====== 文本节选

思路:首先拓扑排序,把所有的环(注意是环,不是负环)找出来,然后用dfs遍历每个环,如果找到边权总和为负数的就输出 Yes ,否则输出 No
##Code:
#include <iostream>
#include <cstring>
#include <cstdio>
#include <algorithm>
#include <queue>
using namespace std;
const int N = 2010, M = 10010;
int h[N], e[M], ne[M], w[M], idx;
bool st[N];
int res, idu[N];
int n, m;
void add(int a, int b, int c)
{
e[ ++ idx] = b, w[idx] = c, ne[idx] = h[a], h[a] = idx, idu[b] ++ ;
}
void topsort()
{
queue<int> q;
for (int i = 1; i <= n; i ++ )
if (!idu[i])
{
q.push(i);
st[i] = true;
}
while (q.size())
{
int t = q.front();
q.pop();
for (int i = h[t]; i; i = ne[i])
{
int j = e[i];
idu[j] -- ;
if (!idu[j])
{
q.push(j);
st[j] = true;
}
}
}
}
void dfs(int u)
{
for (int i = h[u]; i; i = ne[i])
{
int j = e[i];
if (st[j]) continue;
st[j] = true;
res += w[i];
dfs(j);
}
}
int main()
{
cin >> n >> m;
for (int i = 1; i <= m; i ++ )
{
int a, b, c;
cin >> a >> b >> c;
add(a, b, c);
}
topsort();
for (int i = 1; i <= n; i ++ )
if (!st[i])
{
res = 0;
dfs(i);
cout << res << endl;
if (res < 0)
{
puts("Yes");
return 0;
}
}
puts("No");
return 0;
}

============
====== 所示材料

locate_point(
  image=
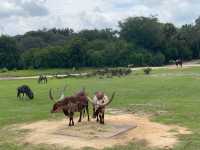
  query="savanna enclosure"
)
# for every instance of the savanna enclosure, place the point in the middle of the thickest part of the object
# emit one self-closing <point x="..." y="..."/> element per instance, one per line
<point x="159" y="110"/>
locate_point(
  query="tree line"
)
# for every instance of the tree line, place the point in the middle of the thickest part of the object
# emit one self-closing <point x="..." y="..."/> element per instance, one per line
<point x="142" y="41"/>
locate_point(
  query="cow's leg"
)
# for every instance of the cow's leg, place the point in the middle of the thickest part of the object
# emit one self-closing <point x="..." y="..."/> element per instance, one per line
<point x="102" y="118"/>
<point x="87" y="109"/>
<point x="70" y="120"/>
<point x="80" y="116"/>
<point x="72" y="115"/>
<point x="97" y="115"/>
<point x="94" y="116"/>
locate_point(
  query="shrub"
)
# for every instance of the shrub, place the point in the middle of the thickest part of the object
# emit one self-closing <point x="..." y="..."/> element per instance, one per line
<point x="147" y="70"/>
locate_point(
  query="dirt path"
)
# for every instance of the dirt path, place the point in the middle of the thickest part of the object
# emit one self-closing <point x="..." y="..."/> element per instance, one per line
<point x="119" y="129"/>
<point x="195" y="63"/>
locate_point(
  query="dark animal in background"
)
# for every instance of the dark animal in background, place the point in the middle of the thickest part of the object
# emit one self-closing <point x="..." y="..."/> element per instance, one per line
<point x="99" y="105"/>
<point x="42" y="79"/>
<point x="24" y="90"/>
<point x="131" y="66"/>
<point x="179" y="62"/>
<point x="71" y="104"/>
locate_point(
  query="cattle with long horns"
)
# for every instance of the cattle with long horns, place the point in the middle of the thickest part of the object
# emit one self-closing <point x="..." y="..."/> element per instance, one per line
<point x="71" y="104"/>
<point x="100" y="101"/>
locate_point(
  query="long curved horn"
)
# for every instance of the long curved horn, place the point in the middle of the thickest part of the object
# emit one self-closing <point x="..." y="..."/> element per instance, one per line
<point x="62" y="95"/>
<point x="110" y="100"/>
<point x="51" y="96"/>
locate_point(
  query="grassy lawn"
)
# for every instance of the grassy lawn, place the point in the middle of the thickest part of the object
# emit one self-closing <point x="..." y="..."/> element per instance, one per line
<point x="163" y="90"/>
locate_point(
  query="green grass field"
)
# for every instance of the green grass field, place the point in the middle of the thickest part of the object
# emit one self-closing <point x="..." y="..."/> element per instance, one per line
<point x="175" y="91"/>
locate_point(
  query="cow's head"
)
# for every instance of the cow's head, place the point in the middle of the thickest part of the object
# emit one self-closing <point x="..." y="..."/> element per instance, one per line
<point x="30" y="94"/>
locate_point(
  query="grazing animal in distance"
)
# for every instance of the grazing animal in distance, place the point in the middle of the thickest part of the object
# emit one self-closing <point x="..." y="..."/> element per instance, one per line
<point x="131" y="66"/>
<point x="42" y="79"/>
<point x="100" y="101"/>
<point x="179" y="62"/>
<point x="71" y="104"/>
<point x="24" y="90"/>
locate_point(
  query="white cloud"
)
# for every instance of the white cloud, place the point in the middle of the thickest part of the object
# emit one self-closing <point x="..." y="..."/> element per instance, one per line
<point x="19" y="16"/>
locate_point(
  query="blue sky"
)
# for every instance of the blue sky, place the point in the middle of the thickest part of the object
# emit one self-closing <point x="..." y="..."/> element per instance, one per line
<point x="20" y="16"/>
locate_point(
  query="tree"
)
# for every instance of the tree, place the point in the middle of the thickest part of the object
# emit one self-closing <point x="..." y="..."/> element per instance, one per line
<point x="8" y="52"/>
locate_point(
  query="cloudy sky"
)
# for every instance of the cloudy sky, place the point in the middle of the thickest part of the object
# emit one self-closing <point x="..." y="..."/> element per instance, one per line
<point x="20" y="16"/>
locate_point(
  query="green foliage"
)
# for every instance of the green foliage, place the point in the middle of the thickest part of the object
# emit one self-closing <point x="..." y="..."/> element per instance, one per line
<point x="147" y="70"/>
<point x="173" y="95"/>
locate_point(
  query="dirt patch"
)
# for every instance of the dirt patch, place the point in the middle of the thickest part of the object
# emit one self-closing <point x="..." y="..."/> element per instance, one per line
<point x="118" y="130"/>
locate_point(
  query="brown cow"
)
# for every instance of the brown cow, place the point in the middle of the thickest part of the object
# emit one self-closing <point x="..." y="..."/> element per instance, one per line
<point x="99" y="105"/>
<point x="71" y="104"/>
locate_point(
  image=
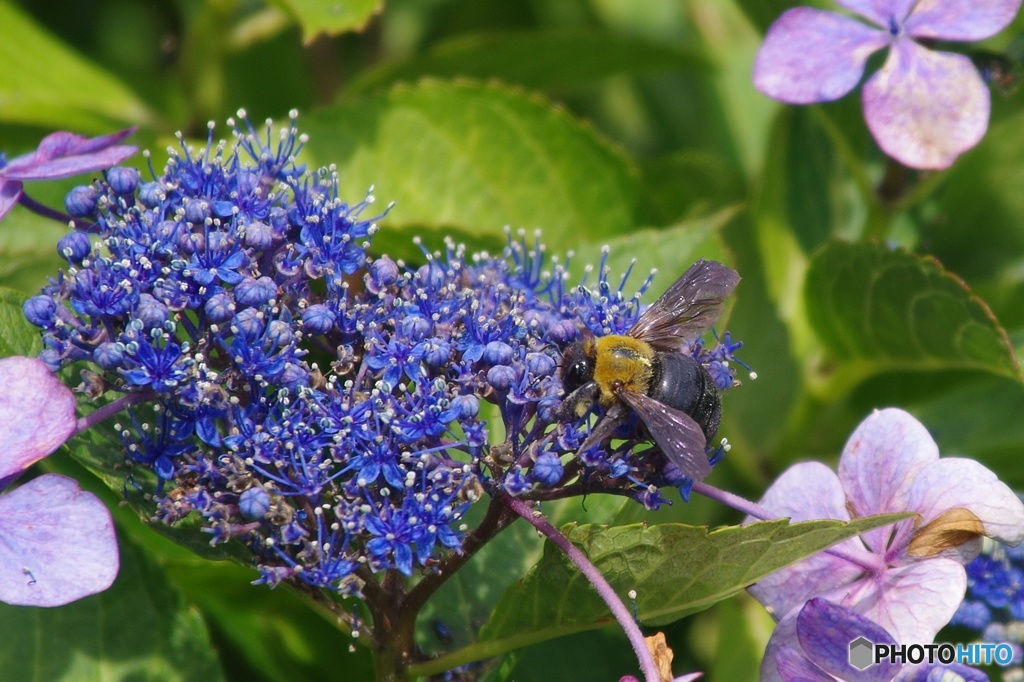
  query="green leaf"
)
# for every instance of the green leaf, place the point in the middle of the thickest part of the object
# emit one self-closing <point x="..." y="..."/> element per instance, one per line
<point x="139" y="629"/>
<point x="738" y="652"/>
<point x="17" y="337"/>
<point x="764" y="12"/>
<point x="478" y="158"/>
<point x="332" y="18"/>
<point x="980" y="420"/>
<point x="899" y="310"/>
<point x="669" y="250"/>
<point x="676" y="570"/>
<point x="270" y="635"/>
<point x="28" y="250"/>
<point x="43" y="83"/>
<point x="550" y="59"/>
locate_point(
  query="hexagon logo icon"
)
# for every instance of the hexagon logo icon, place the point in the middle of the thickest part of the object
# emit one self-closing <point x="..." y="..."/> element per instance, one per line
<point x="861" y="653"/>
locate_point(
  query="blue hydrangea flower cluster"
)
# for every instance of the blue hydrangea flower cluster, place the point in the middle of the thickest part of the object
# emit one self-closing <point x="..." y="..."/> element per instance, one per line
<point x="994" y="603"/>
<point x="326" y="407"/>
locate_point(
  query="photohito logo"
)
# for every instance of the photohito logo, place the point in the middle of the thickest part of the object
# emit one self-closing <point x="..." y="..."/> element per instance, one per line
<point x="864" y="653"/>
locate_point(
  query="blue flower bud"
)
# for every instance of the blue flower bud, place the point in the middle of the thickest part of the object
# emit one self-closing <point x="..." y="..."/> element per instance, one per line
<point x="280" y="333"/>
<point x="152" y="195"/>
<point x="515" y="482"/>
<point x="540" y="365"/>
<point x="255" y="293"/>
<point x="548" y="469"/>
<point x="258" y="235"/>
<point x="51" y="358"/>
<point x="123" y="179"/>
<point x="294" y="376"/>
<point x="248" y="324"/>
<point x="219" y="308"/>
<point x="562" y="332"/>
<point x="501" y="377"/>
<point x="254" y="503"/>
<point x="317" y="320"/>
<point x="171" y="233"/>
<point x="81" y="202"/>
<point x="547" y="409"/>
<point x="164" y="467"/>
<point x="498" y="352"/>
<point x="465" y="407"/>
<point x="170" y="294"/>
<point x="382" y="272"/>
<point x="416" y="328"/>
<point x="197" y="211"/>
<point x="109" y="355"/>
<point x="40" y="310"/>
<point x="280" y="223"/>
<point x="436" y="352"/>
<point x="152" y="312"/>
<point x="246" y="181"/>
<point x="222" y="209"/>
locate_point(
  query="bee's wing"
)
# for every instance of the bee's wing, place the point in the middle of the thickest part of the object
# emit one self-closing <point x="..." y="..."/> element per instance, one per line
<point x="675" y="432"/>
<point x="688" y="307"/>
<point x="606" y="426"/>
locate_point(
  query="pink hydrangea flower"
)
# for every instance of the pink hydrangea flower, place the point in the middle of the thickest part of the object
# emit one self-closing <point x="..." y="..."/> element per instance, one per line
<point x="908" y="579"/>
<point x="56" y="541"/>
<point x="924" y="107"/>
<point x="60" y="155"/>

============

任务说明:
根据这段题解回答：
(a) 思路部分说首先要做哪种排序？
(b) 常量 N 和 M 分别设为多少？
(c) 在 main 函数中，循环结束后如果始终没有遇到 res 小于 0 的情况，程序输出什么？
请只依据这段题解作答。

最终答案:
(a) 拓扑排序。
(b) N 为 2010，M 为 10010。
(c) No。